▶ _Data for this exercise_:
☆ ☆ ☆ ☆

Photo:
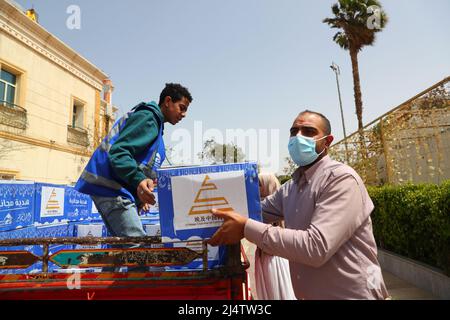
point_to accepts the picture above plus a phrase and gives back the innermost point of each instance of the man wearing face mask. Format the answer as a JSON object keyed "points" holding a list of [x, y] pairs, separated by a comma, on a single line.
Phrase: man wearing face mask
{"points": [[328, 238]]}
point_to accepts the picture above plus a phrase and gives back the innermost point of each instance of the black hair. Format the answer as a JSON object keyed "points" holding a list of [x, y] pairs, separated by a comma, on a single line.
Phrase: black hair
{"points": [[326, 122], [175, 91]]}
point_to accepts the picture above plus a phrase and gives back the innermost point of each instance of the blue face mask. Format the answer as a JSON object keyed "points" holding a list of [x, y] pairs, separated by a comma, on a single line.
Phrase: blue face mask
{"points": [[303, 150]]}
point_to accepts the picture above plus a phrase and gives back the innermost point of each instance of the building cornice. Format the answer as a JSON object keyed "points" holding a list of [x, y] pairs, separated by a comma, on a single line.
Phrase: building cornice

☆ ☆ ☆ ☆

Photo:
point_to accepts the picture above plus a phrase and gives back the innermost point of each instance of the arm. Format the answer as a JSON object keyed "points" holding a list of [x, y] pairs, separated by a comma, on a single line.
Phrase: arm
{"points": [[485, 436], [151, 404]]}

☆ ☆ ☆ ☆

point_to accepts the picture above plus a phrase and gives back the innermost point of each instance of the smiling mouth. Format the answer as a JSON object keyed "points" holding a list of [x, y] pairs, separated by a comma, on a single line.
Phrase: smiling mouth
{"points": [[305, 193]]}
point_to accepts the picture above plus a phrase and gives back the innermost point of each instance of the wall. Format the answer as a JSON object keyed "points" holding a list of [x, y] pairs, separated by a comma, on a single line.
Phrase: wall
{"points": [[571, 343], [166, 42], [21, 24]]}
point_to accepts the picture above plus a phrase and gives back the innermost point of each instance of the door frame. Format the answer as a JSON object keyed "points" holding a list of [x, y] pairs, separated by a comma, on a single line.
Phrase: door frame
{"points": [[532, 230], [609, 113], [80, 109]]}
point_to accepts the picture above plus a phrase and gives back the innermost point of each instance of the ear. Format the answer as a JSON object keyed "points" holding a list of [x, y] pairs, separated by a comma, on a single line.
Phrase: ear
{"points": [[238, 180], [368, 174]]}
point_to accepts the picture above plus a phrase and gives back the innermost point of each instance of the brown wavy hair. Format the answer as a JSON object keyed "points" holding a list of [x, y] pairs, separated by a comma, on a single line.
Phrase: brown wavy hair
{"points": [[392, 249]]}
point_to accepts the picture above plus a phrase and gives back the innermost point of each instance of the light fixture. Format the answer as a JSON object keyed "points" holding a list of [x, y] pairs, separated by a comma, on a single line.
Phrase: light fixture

☆ ☆ ☆ ☆

▶ _Directions_:
Could you convert the records from the line with "of the black" up to and including the line with "Phrase: building cornice" into a Markdown table with the columns No. and Line, leaving out blank lines?

▶ _Written reply_:
| No. | Line |
|---|---|
| 1 | point_to accepts the picture above plus a phrase and gives back the innermost point of each instance of the black hair. Format the answer as a JSON object keyed "points" holding a list of [x, y] pairs, separated by a comma, on a single line. |
| 2 | Phrase: black hair |
| 3 | {"points": [[326, 122], [175, 91]]} |
| 4 | point_to accepts the picture above plus a phrase and gives back the innermost point of each instance of the blue face mask. Format the answer as a JSON object keyed "points" holding a list of [x, y] pairs, separated by a comma, on a single line. |
| 5 | Phrase: blue face mask |
| 6 | {"points": [[303, 150]]} |
| 7 | point_to accepts the picture above plus a phrase and gives back the innermost point of each instance of the building cornice. Format the answer as a JSON object keyed "points" holding a list of [x, y] pairs, separated by a comma, on a single line. |
| 8 | Phrase: building cornice |